Estratto fornito.
- - - - - - -
I sapori da ricordare

Per gli irriducibili amanti del buon cibo

Il mercato; luogo di tradizioni, sapori e umanità

Alzarsi all’alba ed andare al mercato a comperare la frutta, verdura, i formaggi, le uova, il miele e tanto altro… Per me è un’abitudine molto cara che mi mette subito di buon umore e che mi stupisce sempre. Guardo le bancarelle e penso a tutta la ricchezza che la natura ed i nostri territori ci offrono ad ogni stagione dell’anno. Penso anche ai saper fare, alle eccellenze, alla passione delle persone, alla loro dedizione, talvolta lunga generazioni.

Ognuno ha i propri rituali, passaggi di obbligo, riferimenti, laddove si trova “il miglior pecorino, la frutta più succosa, il pane più aerato e fragrante che ci sia…” C’è chi è chiamato per nome, chi si trova lì per la prima volta e ha tutto un mondo da scoprire.
- - - - - - -
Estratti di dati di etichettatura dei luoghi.
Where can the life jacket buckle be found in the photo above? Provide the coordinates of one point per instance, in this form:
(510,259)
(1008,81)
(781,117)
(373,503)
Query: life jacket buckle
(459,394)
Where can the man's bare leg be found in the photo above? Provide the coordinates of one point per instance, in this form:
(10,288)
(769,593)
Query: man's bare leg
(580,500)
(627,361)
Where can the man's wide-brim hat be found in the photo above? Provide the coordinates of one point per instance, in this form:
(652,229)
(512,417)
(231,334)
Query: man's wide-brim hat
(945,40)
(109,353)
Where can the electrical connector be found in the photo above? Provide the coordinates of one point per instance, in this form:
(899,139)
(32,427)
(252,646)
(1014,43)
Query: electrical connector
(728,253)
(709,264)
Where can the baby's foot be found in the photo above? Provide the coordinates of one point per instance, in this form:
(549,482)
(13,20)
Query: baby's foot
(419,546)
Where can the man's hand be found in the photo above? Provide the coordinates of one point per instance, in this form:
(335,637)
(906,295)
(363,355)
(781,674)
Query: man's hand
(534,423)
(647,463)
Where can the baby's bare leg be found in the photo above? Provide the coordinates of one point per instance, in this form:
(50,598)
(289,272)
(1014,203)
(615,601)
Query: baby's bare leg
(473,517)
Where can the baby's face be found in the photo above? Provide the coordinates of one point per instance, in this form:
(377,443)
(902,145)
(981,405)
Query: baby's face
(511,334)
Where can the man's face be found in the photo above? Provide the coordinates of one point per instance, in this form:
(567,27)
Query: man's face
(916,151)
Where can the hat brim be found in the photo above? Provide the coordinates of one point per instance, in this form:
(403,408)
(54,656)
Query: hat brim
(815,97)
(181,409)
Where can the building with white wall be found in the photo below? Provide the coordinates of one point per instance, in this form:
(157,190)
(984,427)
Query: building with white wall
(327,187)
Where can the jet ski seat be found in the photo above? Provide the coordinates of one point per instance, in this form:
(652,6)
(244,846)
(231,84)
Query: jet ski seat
- - - - - - -
Cose da fare.
1. Nel brano sul mercato, in quale momento della giornata chi scrive si alza per andare al mercato?
2. Estrai dal brano sul mercato il passo che comincia dalle parole "Per gli irriducibili" e si ferma dopo le parole "talvolta lunga generazioni.".
Questi dati non hanno alcun legame con il brano sul mercato.

Risultati per compito.
1. All'alba.

2.
Per gli irriducibili amanti del buon cibo

Il mercato; luogo di tradizioni, sapori e umanità

Alzarsi all’alba ed andare al mercato a comperare la frutta, verdura, i formaggi, le uova, il miele e tanto altro… Per me è un’abitudine molto cara che mi mette subito di buon umore e che mi stupisce sempre. Guardo le bancarelle e penso a tutta la ricchezza che la natura ed i nostri territori ci offrono ad ogni stagione dell’anno. Penso anche ai saper fare, alle eccellenze, alla passione delle persone, alla loro dedizione, talvolta lunga generazioni.